■ Passage:
>> Start
You look up sorting in Google and copy some code, e.g. you copy code from a wikipedia entry on sorting

You are much less likely to make logic errors this way, and this is often a reasonable strategy

But it can be error-prone to translate the code into the right form for your purposes, especially if it is written in another language or in pseudo-code

For sorting, there is a better way

Strategy 3

You find a library or module which someone has written, which is sufficiently generic to be adapted to your purposes without changing it in any way, and you download it and include it in your project

This is a good strategy, provided you check that the author of the library is reliable, not just some show-off

But for sorting, we can do a bit better

Strategy 4

You find a standard library module which can be used unchanged for your purposes

This is the best, when it works, because it is guaranteed to be readily available, in an identical form, on every platform

For sorting, there is a standard function in the stdlib library module (specified in the C11 standard)

The qsort function

The function is called qsort

This is a poor name because qsort is an unnecessary abbreviation for quicksort, left over from the days of 6-character variable names

It is a poor name anyway, because it is supposed to use "the best general purpose sorting algorithm", which could change, so it should have been called sort

The documentation

If you look up the documentation (by typing C qsort into Google) you find this declaration:

void qsort(
    void *base,
    size_t nitems,
    size_t size,
    int (*compar)(const void *, const void*)
);

It is poorly written - I've neatened the layout

It is not easy to understand - it uses features we haven't fully covered

The first argument

The first argument is:

void *base,

This is the array, passed by pointer, i.e. passed as a pointer to the first element

The type of the pointer is void *, which means the function is generic and will accept any type of array

The next two arguments

The next two arguments are:

size_t nitems,
size_t size,

The first is the length of the array, and the second is the size of each item in the array in bytes

The size_t type means "the most efficient type for representing sizes on your computer"

There shouldn't be any problem in passing ints

The last argument

The last argument is:

int (*compar)(const void *, const void*)
>> End
■ Information provided:
>> Start
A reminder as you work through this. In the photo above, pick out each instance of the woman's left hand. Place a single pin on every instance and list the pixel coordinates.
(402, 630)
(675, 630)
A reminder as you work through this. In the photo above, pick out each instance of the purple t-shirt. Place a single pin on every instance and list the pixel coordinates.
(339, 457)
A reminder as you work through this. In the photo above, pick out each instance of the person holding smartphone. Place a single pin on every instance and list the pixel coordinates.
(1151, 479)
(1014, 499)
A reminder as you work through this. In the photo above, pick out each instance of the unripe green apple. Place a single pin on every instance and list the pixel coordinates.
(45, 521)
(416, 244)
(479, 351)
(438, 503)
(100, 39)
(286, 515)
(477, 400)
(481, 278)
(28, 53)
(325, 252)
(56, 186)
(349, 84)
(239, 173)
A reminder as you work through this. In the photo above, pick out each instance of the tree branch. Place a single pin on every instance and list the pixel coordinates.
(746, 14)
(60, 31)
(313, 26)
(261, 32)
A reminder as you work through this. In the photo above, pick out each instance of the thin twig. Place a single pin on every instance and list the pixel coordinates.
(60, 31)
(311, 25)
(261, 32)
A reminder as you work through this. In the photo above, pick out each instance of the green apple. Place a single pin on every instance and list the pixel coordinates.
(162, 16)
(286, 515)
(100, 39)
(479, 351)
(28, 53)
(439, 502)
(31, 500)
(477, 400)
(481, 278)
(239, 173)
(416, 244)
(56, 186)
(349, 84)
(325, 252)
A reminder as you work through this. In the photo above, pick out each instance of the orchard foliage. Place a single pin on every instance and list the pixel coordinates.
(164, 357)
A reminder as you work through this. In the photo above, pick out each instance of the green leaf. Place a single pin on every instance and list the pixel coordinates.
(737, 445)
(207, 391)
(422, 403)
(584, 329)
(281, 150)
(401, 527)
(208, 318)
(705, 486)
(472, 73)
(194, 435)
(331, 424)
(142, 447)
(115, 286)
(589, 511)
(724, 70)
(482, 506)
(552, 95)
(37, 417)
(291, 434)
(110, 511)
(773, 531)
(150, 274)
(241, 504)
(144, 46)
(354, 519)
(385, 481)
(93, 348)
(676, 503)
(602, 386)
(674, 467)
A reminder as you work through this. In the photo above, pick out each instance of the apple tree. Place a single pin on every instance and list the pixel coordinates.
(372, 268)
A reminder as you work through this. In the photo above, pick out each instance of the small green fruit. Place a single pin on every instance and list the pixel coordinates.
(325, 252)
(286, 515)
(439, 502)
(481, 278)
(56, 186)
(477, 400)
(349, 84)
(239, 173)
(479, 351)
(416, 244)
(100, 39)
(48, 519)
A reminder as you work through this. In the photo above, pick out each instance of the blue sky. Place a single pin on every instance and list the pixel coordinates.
>> End
■ List of tasks:
**a.** In the sorting text, translate this sentence into Spanish: "The type of the pointer is void *, which means the function is generic and will accept any type of array"
**b.** Extend the sorting text on qsort, picking up right after its final line.

■ Outputs in order:
**a.** El tipo del puntero es void *, lo que significa que la función es genérica y aceptará cualquier tipo de arreglo

**b.**
This says compar instead of compare because C variable names used to be limited to 6 characters

The type void * is written inconsistently, and the argument names have been left out

This uses const and function pointers, and means that we have to write a compare function and pass a pointer to it to qsort

Writing a compare function

Here's a suitable compare function:

int compare(const void *p, const void *q) {
    const int *pi = p, *qi = q;
    return *pi - *qi;
}

It has to have exactly the signature specified

It compares two ints, which are passed by pointer (because qsort didn't know their size when it was compiled)

const arguments

The arguments are declared as const which means the function has to promise not to change the integers pointed to

The statement const int *pi = p just copies the void pointer into an int pointer (probably without generating any code)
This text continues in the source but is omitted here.